Written task » Add -104 to each bounding-box coordinate in the answers, and write out every line from the start of the records down to the line containing "[0,160,97,231]", with that line included.

[start of Supplied records]

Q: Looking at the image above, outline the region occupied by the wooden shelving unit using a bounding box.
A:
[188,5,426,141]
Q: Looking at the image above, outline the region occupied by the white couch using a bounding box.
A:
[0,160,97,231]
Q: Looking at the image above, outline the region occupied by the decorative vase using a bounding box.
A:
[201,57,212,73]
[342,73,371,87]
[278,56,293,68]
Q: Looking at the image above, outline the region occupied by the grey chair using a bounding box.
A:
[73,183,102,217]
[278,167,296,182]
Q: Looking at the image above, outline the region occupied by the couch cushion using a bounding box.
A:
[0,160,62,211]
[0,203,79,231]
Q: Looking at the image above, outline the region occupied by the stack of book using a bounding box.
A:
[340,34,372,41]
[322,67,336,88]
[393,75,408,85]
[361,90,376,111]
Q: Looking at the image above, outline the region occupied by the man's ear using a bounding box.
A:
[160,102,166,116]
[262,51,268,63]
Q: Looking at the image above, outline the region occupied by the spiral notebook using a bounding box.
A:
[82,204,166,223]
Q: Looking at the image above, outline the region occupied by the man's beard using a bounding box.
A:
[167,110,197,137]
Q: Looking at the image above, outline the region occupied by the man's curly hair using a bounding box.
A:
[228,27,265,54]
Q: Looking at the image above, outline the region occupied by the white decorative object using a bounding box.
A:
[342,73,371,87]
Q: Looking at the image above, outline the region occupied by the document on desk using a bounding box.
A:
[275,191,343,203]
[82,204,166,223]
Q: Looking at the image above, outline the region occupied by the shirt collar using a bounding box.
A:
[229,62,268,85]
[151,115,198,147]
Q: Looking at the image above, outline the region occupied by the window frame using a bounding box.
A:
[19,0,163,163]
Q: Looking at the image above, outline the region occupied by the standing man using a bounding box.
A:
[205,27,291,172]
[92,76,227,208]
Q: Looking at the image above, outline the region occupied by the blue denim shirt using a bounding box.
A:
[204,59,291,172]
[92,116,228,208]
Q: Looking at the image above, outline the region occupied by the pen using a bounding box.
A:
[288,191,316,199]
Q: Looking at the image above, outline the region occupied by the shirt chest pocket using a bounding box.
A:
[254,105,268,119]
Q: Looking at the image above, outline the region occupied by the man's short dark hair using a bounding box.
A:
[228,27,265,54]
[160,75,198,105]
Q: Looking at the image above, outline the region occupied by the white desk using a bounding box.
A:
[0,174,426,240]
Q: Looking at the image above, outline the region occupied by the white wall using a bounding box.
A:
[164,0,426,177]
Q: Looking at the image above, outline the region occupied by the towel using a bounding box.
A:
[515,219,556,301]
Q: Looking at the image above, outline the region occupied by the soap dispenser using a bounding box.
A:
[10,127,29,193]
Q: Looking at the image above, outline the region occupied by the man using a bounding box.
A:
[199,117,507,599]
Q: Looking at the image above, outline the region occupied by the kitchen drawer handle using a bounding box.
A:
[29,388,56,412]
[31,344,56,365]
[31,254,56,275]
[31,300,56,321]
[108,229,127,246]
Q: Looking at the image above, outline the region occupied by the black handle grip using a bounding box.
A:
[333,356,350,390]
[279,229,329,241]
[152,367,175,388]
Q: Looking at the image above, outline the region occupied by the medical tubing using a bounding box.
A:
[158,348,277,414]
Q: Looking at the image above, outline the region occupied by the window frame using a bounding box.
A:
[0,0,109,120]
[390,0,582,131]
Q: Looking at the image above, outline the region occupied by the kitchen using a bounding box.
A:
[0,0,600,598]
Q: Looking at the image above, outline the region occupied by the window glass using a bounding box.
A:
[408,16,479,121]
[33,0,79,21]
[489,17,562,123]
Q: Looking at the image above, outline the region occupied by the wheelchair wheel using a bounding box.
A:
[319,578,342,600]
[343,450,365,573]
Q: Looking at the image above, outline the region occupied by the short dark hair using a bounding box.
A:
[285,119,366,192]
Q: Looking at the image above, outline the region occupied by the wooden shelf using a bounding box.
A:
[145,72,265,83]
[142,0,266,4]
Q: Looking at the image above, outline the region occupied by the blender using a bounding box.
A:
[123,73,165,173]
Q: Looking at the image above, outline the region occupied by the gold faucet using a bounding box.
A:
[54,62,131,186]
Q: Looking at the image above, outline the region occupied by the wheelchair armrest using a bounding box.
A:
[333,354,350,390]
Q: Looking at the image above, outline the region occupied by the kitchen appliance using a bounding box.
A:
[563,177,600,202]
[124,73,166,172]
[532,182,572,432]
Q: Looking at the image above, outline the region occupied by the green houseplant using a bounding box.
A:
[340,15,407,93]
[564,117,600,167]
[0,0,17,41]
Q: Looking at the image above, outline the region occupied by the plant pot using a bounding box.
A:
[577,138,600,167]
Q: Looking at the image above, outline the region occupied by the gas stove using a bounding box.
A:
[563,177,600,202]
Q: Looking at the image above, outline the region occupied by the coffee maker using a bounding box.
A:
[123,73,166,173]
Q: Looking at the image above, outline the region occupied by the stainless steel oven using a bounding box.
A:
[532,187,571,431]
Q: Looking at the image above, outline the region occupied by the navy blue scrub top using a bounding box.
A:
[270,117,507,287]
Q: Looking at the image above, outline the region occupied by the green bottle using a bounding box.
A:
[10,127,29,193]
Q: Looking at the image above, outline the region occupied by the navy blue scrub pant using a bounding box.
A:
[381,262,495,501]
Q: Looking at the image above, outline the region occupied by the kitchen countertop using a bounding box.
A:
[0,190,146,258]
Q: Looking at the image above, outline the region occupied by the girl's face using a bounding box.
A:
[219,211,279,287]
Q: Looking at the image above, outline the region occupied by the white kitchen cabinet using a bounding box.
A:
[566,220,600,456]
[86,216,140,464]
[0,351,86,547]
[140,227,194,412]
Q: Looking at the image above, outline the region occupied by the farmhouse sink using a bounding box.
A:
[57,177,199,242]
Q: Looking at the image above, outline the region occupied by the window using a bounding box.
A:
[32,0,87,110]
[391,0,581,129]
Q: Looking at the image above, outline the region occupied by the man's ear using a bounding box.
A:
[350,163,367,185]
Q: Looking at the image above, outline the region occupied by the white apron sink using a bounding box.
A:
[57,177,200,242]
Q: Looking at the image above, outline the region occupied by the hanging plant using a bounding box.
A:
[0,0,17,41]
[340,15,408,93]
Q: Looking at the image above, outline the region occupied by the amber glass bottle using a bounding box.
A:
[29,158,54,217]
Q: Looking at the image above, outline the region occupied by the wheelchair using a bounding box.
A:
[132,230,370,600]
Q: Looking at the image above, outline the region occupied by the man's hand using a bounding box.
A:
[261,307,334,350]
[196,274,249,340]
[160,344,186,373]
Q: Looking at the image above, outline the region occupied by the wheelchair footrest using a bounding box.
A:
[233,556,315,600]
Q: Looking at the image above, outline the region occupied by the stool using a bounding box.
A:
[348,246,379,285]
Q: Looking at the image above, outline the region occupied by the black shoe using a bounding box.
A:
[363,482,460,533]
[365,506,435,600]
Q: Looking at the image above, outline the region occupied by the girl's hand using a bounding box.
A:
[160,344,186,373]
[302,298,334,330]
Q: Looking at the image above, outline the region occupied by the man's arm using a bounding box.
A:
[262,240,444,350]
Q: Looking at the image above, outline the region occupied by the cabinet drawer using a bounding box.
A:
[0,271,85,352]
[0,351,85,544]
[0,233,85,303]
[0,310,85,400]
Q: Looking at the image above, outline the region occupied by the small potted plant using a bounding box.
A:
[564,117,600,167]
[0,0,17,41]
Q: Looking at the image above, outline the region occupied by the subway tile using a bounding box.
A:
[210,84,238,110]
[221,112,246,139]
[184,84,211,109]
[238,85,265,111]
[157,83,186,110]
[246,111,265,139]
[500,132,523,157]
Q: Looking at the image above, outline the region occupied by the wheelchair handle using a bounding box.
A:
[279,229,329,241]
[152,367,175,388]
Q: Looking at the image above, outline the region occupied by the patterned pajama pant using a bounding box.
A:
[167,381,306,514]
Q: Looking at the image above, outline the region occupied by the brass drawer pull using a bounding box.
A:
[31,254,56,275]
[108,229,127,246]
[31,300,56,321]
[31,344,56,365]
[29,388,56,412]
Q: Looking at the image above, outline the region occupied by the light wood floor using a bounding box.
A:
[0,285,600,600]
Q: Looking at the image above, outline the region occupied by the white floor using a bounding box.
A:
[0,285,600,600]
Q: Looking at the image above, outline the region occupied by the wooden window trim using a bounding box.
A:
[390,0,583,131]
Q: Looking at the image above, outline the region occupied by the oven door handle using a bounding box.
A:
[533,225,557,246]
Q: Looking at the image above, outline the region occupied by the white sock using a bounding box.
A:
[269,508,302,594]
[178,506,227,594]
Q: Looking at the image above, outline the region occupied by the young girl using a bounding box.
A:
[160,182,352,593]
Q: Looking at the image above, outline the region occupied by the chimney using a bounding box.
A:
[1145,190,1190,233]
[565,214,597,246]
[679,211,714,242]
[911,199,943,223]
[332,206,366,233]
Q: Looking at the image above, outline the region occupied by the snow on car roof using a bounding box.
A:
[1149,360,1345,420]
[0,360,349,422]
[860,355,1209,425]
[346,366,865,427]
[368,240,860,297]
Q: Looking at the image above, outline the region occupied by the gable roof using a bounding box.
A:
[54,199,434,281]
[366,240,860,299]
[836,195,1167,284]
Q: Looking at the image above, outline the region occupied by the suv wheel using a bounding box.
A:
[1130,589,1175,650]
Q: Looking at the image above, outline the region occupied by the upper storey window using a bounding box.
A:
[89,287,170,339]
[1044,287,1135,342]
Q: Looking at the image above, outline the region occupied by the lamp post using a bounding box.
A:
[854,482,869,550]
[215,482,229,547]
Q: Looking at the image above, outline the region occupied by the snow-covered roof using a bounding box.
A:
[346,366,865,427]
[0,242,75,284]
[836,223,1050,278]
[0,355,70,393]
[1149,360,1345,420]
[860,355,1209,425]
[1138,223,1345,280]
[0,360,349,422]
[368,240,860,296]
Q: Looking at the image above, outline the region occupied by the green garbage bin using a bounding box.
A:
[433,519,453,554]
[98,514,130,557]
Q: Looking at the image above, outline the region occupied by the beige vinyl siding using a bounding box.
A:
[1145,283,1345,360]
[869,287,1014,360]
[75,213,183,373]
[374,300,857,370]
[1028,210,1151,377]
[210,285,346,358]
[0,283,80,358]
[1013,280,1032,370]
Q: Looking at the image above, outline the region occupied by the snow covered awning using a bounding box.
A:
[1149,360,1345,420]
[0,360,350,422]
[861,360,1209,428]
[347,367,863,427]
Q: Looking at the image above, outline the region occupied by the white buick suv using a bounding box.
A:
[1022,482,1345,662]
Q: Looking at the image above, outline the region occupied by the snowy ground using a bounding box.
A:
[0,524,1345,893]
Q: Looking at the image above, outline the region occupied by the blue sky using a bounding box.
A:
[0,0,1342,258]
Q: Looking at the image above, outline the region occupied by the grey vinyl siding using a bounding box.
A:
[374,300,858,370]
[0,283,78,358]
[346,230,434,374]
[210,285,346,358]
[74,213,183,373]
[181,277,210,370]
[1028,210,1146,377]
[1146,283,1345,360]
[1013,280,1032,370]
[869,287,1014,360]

[end of Supplied records]

Exercise response »
Q: Looking at the image above, outline the region occupied by the wooden shelving unit using a bounding box.
A:
[84,-99,322,37]
Q: Looking at the image above, outline the region occupied by the white couch using a bounding box.
A:
[-104,56,-7,127]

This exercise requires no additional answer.